Podany tekst:
<<<<
Pamiętajmy o tym: nasze życie wyraża się w ofiarowaniu siebie, ale im bardziej kapłan, zakonnica, zakonnik daje siebie, poświęca siebie, pracuje dla Królestwa Bożego, tym bardziej konieczne staje się, aby troszczył się także o siebie. Kapłan, zakonnica, diakon, który zaniedbuje siebie, w końcu będzie zaniedbywał także tych, którzy są mu powierzeni. Do tego potrzebna jest mała „reguła życia” – zakonnicy już ją mają – która obejmuje codzienne spotkanie z modlitwą i Eucharystią, dialog z Panem, każdy według własnej duchowości i własnego stylu. I chciałbym również dodać: trzeba zachować kilka chwil samotności; mieć brata lub siostrę, z którymi można swobodnie dzielić się tym, co nosimy w sercu – niegdyś nazywało się to kierownik duchowy, kierowniczka duchowa; pielęgnować coś, co nas pasjonuje, nie po to, aby jakoś spędzić wolny czas, lecz aby w zdrowy sposób odpocząć od zmęczenia posługą. Posługa powoduje zmęczenie! Należy obawiać się ludzi, którzy są zawsze aktywni, zawsze w centrum, którzy być może ze zbytniej gorliwości nigdy nie odpoczywają, nigdy nie robią przerwy dla siebie. To nie jest dobre, potrzeba przestrzeni i chwil, w których każdy kapłan i każda osoba konsekrowana troszczy się o siebie. Bracia, to nie jest dobre, potrzeba przestrzeni i chwil, w których każdy kapłan i każda osoba konsekrowana zadba o siebie. I nie po to, by zrobić sobie lifting żeby lepiej wyglądać, nie, ale aby porozmawiać z Przyjacielem, z Panem, a zwłaszcza z Matką - nie opuszczajcie Matki Bożej, proszę - by porozmawiać o swoim życiu, o tym, jak się sprawy mają. I zawsze miej do tego czy to spowiednika, jak i przyjaciela, który dobrze cię zna i z którym możesz porozmawiać i dokonać dobrego rozeznania. „Grzyby kapłańskie” nie są dobre!
>>>>
Podane wpisy:
<<<<
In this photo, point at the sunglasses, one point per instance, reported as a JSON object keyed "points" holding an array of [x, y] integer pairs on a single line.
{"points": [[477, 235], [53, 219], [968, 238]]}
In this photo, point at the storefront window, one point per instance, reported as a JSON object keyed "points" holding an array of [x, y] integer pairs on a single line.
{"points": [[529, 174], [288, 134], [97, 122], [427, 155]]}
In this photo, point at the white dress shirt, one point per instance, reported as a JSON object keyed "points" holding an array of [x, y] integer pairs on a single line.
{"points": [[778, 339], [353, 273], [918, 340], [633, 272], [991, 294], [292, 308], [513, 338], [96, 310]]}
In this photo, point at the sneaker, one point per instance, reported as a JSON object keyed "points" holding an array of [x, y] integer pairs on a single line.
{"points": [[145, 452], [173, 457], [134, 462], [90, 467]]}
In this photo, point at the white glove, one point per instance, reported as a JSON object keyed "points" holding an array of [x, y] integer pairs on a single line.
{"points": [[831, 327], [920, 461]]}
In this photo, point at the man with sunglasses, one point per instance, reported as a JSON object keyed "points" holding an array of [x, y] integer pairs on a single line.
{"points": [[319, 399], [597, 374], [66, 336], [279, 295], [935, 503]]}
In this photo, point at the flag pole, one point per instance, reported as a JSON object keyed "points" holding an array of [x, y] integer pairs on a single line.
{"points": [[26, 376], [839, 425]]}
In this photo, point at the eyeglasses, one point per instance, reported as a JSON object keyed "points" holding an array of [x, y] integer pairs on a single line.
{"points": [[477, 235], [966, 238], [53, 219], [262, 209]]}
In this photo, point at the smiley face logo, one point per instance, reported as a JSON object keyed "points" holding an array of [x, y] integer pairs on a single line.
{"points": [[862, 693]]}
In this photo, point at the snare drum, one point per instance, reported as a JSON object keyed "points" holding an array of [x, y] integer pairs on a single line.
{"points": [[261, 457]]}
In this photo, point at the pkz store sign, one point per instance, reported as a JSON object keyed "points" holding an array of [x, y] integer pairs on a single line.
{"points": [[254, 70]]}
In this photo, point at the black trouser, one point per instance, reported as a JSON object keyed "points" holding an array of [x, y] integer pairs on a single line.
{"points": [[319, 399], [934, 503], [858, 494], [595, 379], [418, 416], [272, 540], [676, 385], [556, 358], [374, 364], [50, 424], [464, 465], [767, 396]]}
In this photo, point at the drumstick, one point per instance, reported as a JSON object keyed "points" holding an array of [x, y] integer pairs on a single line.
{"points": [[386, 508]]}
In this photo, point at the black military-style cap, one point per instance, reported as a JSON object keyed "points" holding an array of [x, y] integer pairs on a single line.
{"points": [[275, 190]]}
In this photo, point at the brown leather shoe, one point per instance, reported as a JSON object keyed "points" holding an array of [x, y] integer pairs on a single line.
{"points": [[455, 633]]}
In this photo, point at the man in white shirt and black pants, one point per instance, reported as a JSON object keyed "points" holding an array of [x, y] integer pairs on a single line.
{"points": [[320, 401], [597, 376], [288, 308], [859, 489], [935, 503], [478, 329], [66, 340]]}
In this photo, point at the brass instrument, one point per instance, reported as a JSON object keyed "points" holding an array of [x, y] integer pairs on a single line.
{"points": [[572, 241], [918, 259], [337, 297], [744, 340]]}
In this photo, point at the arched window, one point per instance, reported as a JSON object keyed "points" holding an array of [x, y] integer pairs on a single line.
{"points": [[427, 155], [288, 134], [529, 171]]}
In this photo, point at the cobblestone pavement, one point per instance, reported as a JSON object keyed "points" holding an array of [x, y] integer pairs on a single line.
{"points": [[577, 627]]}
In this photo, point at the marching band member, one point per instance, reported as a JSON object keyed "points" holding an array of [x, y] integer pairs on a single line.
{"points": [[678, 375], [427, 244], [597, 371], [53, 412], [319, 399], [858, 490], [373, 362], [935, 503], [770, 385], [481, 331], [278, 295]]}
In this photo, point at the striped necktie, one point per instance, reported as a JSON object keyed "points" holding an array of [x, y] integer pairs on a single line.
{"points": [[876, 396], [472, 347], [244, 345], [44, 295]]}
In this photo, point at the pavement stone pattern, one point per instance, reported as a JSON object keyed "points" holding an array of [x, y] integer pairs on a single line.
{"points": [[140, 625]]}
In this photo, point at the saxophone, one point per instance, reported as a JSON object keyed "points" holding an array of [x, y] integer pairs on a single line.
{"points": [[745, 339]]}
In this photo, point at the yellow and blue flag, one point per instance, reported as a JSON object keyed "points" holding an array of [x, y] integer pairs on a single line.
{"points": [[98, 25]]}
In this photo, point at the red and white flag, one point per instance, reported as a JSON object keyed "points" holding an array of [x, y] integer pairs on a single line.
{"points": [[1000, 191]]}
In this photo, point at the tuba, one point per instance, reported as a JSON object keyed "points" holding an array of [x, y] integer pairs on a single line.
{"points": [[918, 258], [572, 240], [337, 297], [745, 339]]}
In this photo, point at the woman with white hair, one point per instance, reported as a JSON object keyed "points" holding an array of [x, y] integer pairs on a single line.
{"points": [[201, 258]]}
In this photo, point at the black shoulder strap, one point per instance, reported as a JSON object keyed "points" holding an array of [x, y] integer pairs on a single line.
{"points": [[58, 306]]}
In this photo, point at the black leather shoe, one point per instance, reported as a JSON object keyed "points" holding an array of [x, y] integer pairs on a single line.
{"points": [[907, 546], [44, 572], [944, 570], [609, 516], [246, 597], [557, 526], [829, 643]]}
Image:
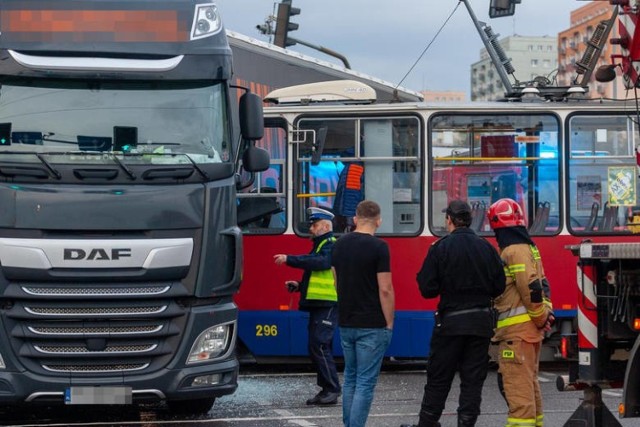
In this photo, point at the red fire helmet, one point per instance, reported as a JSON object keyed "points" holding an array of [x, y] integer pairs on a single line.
{"points": [[505, 213]]}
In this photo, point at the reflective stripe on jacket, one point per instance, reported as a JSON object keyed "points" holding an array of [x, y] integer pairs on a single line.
{"points": [[321, 283], [519, 317]]}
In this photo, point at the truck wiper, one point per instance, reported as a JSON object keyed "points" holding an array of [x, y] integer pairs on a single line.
>>>>
Kontynuuj tekst o tym, że kapłani i osoby konsekrowane muszą troszczyć się także o siebie, zaczynając zaraz po jego ostatnim zdaniu.

A ta troska obejmuje coś jeszcze: braterstwo między wami. Uczymy się dzielić nie tylko trudami i wyzwaniami, ale także radościami i przyjaźnią między nami: wasz Biskup mówi coś, co bardzo mi się podoba, a mianowicie, że ważne jest, aby przejść od „Księgi Lamentacji” do „Księgi Pieśni nad Pieśniami”. Rzadko to czynimy. Lubimy narzekania. A jeśli biedny biskup zapomniał rano piuski, „Ale spójrz na biskupa...”. Bierze coś, żeby plotkować o biskupie. To prawda, biskup jest grzesznikiem jak każdy z nas. Jesteśmy braćmi! Trzeba przejście od „Księgi Lamentacji” do „Księgi Pieśni nad Pieśniami”. To jest ważne, mówi o tym także Psalm: „Biadania moje zmieniłeś mi w taniec” (Ps 30, 12). Dzielmy się nawzajem radością bycia apostołami i uczniami Pana! Radością trzeba się dzielić. W przeciwnym razie miejsce radości zajmie ocet. Okropne jest spotkanie księdza o zgorzkniałym sercu. To brzydkie. „Ale dlaczego ksiądz jest taki?” - „Ech, bo biskup mnie nie lubi... Bo mianowali tego drugiego na biskupa, a nie mnie... Bo... Bo...”. Narzekania. Proszę, zatrzymaj się przed narzekaniami, zazdrością. Zazdrość jest „żółtą” wadą. Prośmy Pana, aby zmienił nasze narzekanie w taniec, aby dał nam poczucie humoru, ewangeliczną prostotę.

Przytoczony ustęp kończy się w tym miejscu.